5.           Stock Options.  The Committee may grant or sell Stock Options either alone, or in conjunction with Stock Appreciation Rights, either at the time of grant or by amendment thereafter; provided that an Incentive Stock Option may be granted only to an eligible employee of the Company or any parent or subsidiary corporation (as such are defined in Sections 424(e) and 424(f) of the Code, respectively).  Each Stock Option (referred to herein as an “Option”) granted or sold under the Plan shall be evidenced by an instrument in such form as the Committee shall prescribe from time to time in accordance with the Plan and shall comply with the following terms and conditions, and with such other terms and conditions, including, but not limited to, restrictions upon the Option or the Common Shares issuable upon exercise thereof, as the Committee, in its discretion, shall establish:
 
(a)           The option price shall be as determined by the Committee; provided that, in the case of Incentive Stock Options, the exercise price shall be at least the fair market value of the Common Shares subject to such Incentive Stock Option at the time the Incentive Stock Option is granted, and in the case of Nonqualified Stock Options, the exercise price shall be at least 100% of the fair market value of the Common Shares subject to such Nonqualified Stock Option at the time the Nonqualified Stock Option is granted.

Written request A: According to the stock options text, who is the only person an Incentive Stock Option may be granted to?

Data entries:

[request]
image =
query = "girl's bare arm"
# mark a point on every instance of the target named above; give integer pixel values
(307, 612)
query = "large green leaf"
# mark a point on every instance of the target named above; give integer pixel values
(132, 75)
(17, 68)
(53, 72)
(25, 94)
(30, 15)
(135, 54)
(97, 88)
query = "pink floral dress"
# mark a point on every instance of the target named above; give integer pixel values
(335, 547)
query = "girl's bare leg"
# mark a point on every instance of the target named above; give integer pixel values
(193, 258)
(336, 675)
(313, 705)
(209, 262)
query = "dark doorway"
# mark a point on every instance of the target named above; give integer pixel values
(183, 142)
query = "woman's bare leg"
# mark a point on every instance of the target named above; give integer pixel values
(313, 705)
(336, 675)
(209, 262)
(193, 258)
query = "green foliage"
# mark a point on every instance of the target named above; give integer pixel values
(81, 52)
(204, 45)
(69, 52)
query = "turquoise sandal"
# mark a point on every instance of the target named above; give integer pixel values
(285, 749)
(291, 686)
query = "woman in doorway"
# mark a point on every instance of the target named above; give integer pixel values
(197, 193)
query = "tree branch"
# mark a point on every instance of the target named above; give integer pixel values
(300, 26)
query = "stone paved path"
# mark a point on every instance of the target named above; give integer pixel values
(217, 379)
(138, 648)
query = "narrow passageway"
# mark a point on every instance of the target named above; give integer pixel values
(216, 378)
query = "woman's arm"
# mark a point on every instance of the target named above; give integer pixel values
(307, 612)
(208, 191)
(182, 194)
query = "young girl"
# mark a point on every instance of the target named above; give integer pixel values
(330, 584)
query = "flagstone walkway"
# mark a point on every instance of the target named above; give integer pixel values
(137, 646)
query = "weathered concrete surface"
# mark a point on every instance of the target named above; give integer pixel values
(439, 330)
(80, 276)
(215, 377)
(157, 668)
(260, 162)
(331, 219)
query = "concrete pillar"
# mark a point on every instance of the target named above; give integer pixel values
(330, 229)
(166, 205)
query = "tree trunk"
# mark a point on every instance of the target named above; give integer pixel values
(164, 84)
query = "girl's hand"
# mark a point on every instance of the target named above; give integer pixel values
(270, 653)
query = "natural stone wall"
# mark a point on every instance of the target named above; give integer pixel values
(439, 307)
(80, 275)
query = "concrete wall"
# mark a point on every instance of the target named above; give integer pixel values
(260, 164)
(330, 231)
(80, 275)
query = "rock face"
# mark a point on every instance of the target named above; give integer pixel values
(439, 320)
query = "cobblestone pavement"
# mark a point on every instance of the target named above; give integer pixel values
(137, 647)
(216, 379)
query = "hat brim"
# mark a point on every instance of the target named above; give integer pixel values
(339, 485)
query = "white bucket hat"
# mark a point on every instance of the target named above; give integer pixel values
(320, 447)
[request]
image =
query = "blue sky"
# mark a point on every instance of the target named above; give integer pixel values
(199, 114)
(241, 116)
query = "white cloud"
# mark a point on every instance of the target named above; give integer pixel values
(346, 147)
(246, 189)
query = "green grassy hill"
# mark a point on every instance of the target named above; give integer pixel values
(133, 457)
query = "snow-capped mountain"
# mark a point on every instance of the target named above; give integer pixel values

Written request B: Report each line in the records that contains the string "girl".

Complete output A: An eligible employee of the Company or of any parent or subsidiary corporation.

Complete output B:
query = "girl's bare arm"
query = "girl's bare leg"
query = "young girl"
query = "girl's hand"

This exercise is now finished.